Очень далеко залетел человек в будущее благодаря дорогам. Дорожа временем, он построил дороги на земле, проложил маршруты на море и в небе.

Дороги в Риме

Хороши дороги в Риме. Они не узкие и не широкие. Их ширина примерно около 12 метров. При этом общественные дороги шире проселочных. Проселочные — шире частных. Дороги делались с мостами, туннелями, почтовыми станциями, постоялыми дворами и складами. Через каждые 50 километров создавались места для отдыха, которыми могли воспользоваться проезжающие. Дороги империи прямы как луч. Все они ведут в Рим, в котором в античные времена проживал миллион человек.

Дороги в России

Плохи дороги в России. В Риме их мостили из камня. У нас их просто нет. Мы — Евразия, а Евразия — это степь, центр которой везде, а окружность нигде. Кто куда пойдет, тому туда и дорога. Россия — это верстовые столбы, которые переглядываются друг с другом в бездорожье. Кого ждут верстовые столбы? Тех, кто победил степь, кочевников. Варвары захватили Рим потому, что очень быстро шли по дорогам. Монголы захватили Россию потому, что у нас не было дорог. А у кочевниов было очень много лошадей, и они шли по бездорожью.

Почему русские не строили дорог? Потому что не хотели платить налоги. Мы даже избы топили по-черному, чтобы только слуги государевы не могли нас найти. А поскольку мы прятались по медвежьим углам, постольку дорог мы не строили, боялись, что по этим дорогам придет к нам отечество и обложит нас данью. Оттого-то у русских много культуры и мало цивилизации.

Древний Рим построил 1500 городов. А у нас в начале ХХ века было всего лишь 700 городов. К русской границе со стороны Европы подходило 500 железнодорожных составов, а с нашей стороны к европейской границе подходило всего 200 железнодорожных составов. Европа всегда была мощнее России в два раза. Так мы и живем до сих пор. Степь укачала полукочевую Русь, и уничтожились в ней все середины. Так что мы до сих пор не можем построить дорогу от Москвы до Владивостока.

Будущее без прошлого

Чем дальше дороги уводят нас в будущее, тем меньше у нас остается прошлого. Прошлое — это память. Вернее, зыбкое содержание того, что мы помним. Но помним мы все меньше. Ибо нас все больше окружают вещи, изготовленные серийно. Расходящиеся серии вещей и событий ослабляют нашу историческую память. Память, как заметил когда-то Ницше, не идет у нас дальше лопаты, которой копал дед. И с дедом кончается наше прошлое. История не существует как факт. Она существует как продукт рефлексии, как то, что постоянно нужно переписывать.
┄┄┄┄┄┄┄┄┄┄
§ Задание A: Переведите на английский предложение из текста о дорогах: «Дороги империи прямы как луч».
§ Задание B: Продолжите текст о дорогах с того места, где он заканчивается.
Записи никак не связаны с текстом о дорогах.
┄┄┄┄┄┄┄┄┄┄
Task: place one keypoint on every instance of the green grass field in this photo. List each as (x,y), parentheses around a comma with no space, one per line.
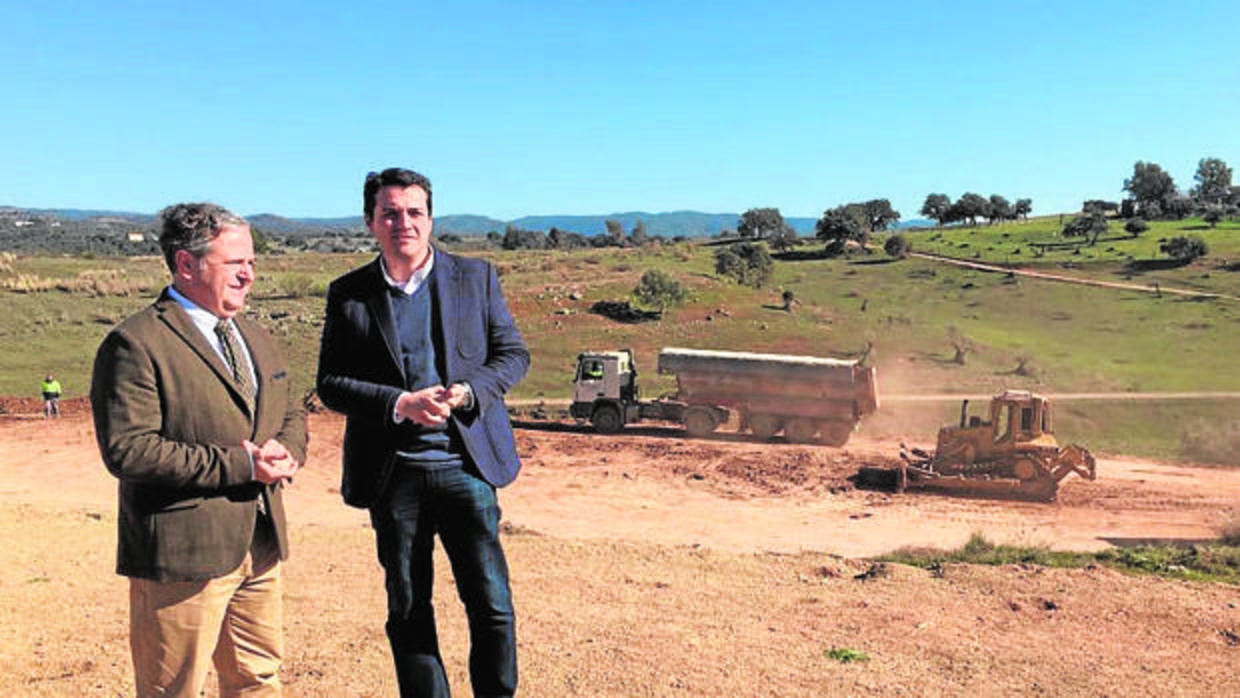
(909,315)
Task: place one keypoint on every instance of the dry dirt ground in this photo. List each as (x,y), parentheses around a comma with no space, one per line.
(649,564)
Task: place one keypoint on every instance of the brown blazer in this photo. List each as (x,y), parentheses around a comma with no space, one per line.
(170,425)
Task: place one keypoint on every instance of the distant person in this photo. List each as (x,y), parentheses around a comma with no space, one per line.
(418,351)
(195,414)
(52,392)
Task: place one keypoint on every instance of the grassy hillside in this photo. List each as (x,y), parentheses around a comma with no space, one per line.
(1019,332)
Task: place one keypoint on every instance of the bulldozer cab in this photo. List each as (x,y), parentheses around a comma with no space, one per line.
(1014,420)
(605,375)
(1021,417)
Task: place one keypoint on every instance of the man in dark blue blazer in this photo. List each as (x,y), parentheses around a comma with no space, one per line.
(418,351)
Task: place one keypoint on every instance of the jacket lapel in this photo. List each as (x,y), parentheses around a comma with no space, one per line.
(380,305)
(179,321)
(445,285)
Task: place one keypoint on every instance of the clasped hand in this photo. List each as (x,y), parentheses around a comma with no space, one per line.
(273,463)
(433,406)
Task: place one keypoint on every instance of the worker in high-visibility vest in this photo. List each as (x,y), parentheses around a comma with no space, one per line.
(52,391)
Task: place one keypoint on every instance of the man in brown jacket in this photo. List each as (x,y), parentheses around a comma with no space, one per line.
(195,415)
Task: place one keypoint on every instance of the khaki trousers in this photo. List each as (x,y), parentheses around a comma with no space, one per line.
(179,629)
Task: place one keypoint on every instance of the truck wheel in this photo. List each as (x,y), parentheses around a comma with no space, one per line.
(836,433)
(764,425)
(606,419)
(699,422)
(800,430)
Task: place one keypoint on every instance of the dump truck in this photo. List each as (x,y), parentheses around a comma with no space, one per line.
(810,399)
(1009,450)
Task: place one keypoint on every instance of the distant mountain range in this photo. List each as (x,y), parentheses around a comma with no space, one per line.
(677,223)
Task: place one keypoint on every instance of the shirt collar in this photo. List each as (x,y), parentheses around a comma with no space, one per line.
(416,280)
(202,319)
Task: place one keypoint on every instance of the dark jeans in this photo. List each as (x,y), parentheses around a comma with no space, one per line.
(464,511)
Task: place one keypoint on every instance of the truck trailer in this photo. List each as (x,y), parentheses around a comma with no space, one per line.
(809,399)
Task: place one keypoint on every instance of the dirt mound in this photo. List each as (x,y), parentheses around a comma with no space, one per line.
(20,408)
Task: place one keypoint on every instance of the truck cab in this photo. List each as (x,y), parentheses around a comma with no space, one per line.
(605,388)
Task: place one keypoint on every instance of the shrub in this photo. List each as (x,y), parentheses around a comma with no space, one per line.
(897,246)
(1184,248)
(744,262)
(1136,226)
(659,289)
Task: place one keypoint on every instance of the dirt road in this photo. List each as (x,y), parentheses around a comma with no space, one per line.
(652,485)
(647,564)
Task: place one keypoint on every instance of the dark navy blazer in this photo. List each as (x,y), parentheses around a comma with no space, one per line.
(361,373)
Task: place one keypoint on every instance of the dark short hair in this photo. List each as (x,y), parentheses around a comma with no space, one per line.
(191,227)
(391,177)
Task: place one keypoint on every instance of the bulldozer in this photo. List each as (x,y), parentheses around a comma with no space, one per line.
(1008,451)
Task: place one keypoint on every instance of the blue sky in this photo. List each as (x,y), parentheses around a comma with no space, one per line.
(518,108)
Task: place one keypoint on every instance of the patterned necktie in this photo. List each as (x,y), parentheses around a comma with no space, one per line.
(232,352)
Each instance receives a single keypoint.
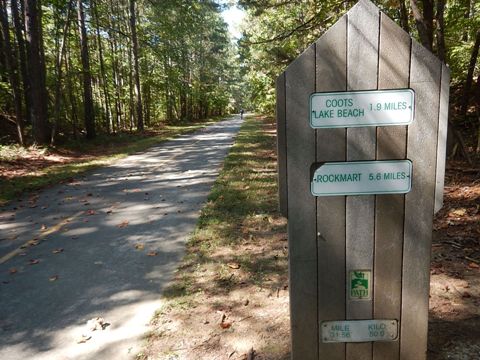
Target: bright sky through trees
(234, 16)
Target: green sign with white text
(362, 108)
(362, 178)
(359, 286)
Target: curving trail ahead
(103, 246)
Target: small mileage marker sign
(362, 108)
(362, 178)
(359, 330)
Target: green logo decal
(359, 285)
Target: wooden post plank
(393, 72)
(362, 66)
(331, 74)
(442, 137)
(300, 83)
(425, 73)
(281, 145)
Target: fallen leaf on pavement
(123, 224)
(97, 323)
(225, 325)
(459, 212)
(83, 339)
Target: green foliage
(188, 65)
(276, 33)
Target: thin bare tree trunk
(19, 26)
(11, 65)
(58, 67)
(138, 93)
(441, 29)
(469, 80)
(424, 27)
(36, 70)
(102, 67)
(87, 77)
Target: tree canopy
(88, 66)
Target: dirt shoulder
(27, 169)
(230, 296)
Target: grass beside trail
(232, 285)
(81, 156)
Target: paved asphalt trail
(107, 223)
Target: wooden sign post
(362, 120)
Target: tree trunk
(89, 116)
(19, 26)
(441, 29)
(38, 109)
(11, 65)
(138, 93)
(102, 68)
(59, 71)
(404, 16)
(424, 24)
(71, 97)
(469, 80)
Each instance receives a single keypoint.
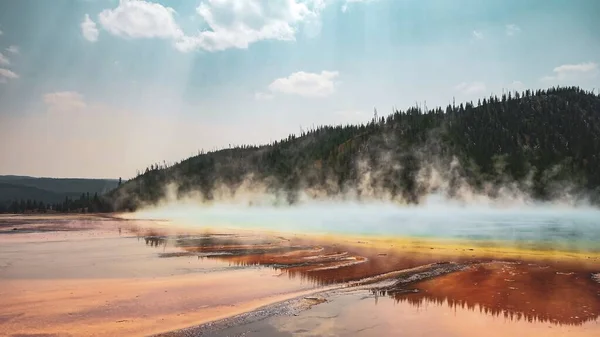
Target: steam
(414, 191)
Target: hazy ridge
(528, 146)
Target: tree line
(540, 142)
(84, 204)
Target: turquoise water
(541, 227)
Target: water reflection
(565, 294)
(517, 291)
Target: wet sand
(93, 282)
(83, 281)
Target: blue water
(542, 226)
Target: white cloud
(4, 60)
(572, 72)
(74, 136)
(230, 23)
(516, 85)
(263, 96)
(306, 84)
(140, 19)
(64, 101)
(512, 29)
(13, 49)
(471, 88)
(347, 3)
(7, 74)
(89, 29)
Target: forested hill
(541, 144)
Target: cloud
(140, 19)
(306, 84)
(4, 60)
(572, 72)
(347, 3)
(13, 49)
(263, 96)
(230, 23)
(89, 29)
(6, 74)
(512, 29)
(516, 85)
(471, 88)
(64, 101)
(72, 135)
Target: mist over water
(532, 226)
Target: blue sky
(101, 88)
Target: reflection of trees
(155, 241)
(420, 299)
(517, 291)
(535, 294)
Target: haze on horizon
(102, 88)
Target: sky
(103, 88)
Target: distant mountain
(537, 144)
(50, 190)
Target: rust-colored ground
(84, 278)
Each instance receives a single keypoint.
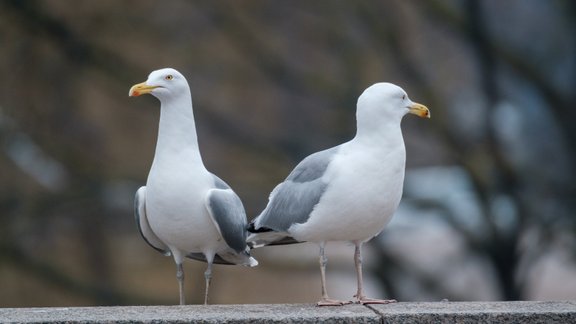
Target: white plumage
(185, 210)
(346, 193)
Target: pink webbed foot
(366, 301)
(332, 302)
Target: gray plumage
(292, 201)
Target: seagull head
(388, 101)
(163, 83)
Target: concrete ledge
(440, 312)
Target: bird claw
(332, 302)
(363, 300)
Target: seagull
(345, 193)
(184, 210)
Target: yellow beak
(419, 110)
(140, 89)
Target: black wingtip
(252, 229)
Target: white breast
(364, 190)
(175, 206)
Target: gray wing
(292, 201)
(142, 223)
(227, 213)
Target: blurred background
(488, 207)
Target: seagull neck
(177, 130)
(382, 135)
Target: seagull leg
(208, 276)
(326, 301)
(180, 277)
(360, 293)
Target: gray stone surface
(437, 312)
(274, 313)
(479, 312)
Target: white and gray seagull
┄┄┄┄┄┄┄┄┄┄
§ Письменный ответ A: The roads of the empire are as straight as a ray.

§ Письменный ответ B:
Пути, которые ведут дальше цели

Укатанная дорога быстро приводит тебя к цели. Но не все пути ведут к цели. Есть пути, которые ведут дальше цели, например путь к себе. К себе лучше идти не по дороге, а по тропинке. Не напрямик, а петляя по проселкам своей души. Дороги любят скорость. Души предпочитают задумчивость. У каждого человека есть своя стезя.

Событие

Сегодня одно событие сменяется другим событием с такой скоростью, что мы не успеваем поместиться между ними. А это значит, что мы не успеваем ничего понять. У нас нет по отношению к ним дистанции, нет времени на созерцание. Скоростные дороги не позволяют нам извлекать смыслы. И поэтому нам приходится жить в мире неизвлеченных смыслов и непонятых событий. Дороги существуют не для смыслов, а для машин.

Перекрестки

Дорога — это, без сомнения, необходимость, которую трудно обойти. Если одна необходимость пересекается с другой необходимостью, то возникает перекресток, а он открывает перед нами всегда три пути, три дороги. Одна всегда ведет к смерти. Но какая именно дорога ведет к смерти, заранее узнать нельзя. Это обстоятельство выясняется всегда задним числом.

Все случайно, говорят одни философы, такие как Гераклит. Для всего есть причины, говорят другие философы, такие как Эпикур. Человек — это случайность и одновременно причина своего пути. На перекрестке каждому идущему по своей дороге необходимо остановиться, взять паузу и осмотреться, чтобы не столкнуться с другим. Но эта остановка, эта пауза опасна для человека, ибо на перекрестке каждый подобен канатоходцу.

Канатоходец

Образ человека-канатоходца придумал Ницше в книге «Так говорил Заратустра». Заратустра накопил в одиночестве духовную энергию и спустился с горы, чтобы поделиться своими прозрениями с людьми. Пришел он в один город и увидел много людей, собравшихся посмотреть на канатоходца. И тогда Заратустра решил рассказать собравшейся толпе о сверхчеловеке. Долго говорил Заратустра. Толпа подумала, что сверхчеловек — это канатоходец, и она стала требовать, чтобы Заратустра замолчал, перестал говорить о сверхчеловеке. Что о нем говорить? Пусть он покажет свое мастерство на канате. И тут канатоходец вышел на сцену и принялся за свое дело. И толпа потеряла всякий интерес к Заратустре. Но сверхчеловек — это, говорит Ницше, не тот, кто пляшет на канате, и даже не тот скоморох, который может перепрыгнуть через идущего по канату артиста. Кто же это?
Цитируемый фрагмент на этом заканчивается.